▶ _PROBLEM 1_:
Show each line of the records that contains the word "window".
Start of EXTRACTED TEXT
Sampled 1 box of sheets month ago. Ordered 6 thousand other day. Very good price. We have noticed bees draw out his sheets faster. We chopped some sheets up placed half a pierco sheet and half acorn sheet in wooden frames and acorn was always drawn out first.


----------



## Mbeck (Apr 27, 2011)

RAK said:


> Sampled 1 box of sheets month ago. Ordered 6 thousand other day. Very good price. We have noticed bees draw out his sheets faster. We chopped some sheets up placed half a pierco sheet and half acorn sheet in wooden frames and acorn was always drawn out first.


Thanks


----------



## 78-79fordman (Mar 23, 2014)

Tennessee's Bees LLC said:


> I got mine for 82 cents each with a good single coat of wax all deeps


That shipped or before shipping ??


----------



## grozzie2 (Jun 3, 2011)

RAK said:


> We chopped some sheets up placed half a pierco sheet and half acorn sheet in wooden frames and acorn was always drawn out first.


That's the kind of info that goes into my 'saved nuggets' bookmark file.


----------



## RAK (May 2, 2010)

I will post some pics of the frames after being in hive for one day.


----------



## 78-79fordman (Mar 23, 2014)

Got ahold of Nick he was fix'n to call me he said . So he sounds like a cool cat . So I have a 100 foundations in the mail to test out so pics will come as I get them and as they get drawn out . So stay tuned .


----------



## Hambone (Mar 17, 2008)

Just got my order in from Nick-Acorn. Good fast shipping. Feels like they have a good wax coating. You can even smell the wax before opening up the box.


----------



## JodieToadie (Dec 26, 2013)

Well I sure hope the product is better than the website. All the comb in the backround is turned 90 degrees, and the comb on the shallow frames in the foreground is facing the wrong way. Hopefully the manufacturing dies aren't the same.
End of EXTRACTED TEXT
Start of SOURCE DATA
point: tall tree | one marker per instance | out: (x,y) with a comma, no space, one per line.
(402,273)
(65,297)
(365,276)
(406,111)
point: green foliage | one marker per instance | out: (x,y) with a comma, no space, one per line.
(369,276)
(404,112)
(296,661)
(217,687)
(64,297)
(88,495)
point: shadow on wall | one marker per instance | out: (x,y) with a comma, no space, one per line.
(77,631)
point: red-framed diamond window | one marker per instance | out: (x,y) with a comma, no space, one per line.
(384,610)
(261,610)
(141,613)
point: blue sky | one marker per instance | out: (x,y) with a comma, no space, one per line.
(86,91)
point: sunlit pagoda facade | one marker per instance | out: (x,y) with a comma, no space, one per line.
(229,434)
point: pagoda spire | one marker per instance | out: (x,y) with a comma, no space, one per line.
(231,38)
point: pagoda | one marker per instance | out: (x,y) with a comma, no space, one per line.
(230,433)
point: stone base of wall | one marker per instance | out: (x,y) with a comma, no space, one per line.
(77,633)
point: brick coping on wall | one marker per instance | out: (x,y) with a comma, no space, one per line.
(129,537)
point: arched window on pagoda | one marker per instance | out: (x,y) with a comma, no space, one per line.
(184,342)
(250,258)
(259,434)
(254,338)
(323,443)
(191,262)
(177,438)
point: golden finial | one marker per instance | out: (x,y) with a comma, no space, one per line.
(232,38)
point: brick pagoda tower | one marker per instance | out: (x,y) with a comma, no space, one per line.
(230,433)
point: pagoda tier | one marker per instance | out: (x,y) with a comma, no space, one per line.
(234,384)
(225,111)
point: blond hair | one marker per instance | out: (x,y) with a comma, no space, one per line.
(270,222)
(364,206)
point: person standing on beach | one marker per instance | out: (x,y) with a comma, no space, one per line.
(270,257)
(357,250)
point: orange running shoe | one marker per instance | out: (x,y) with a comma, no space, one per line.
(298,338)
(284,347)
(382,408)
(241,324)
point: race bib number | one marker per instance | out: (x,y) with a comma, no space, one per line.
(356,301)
End of SOURCE DATA
▶ _PROBLEM 2_:
In the beekeeping forum thread, how much did Tennessee's Bees LLC say they paid for each foundation?

▶ _EXERCISE RESULT 1_:
point: red-framed diamond window | one marker per instance | out: (x,y) with a comma, no space, one per line.
point: arched window on pagoda | one marker per instance | out: (x,y) with a comma, no space, one per line.

▶ _EXERCISE RESULT 2_:
82 cents each.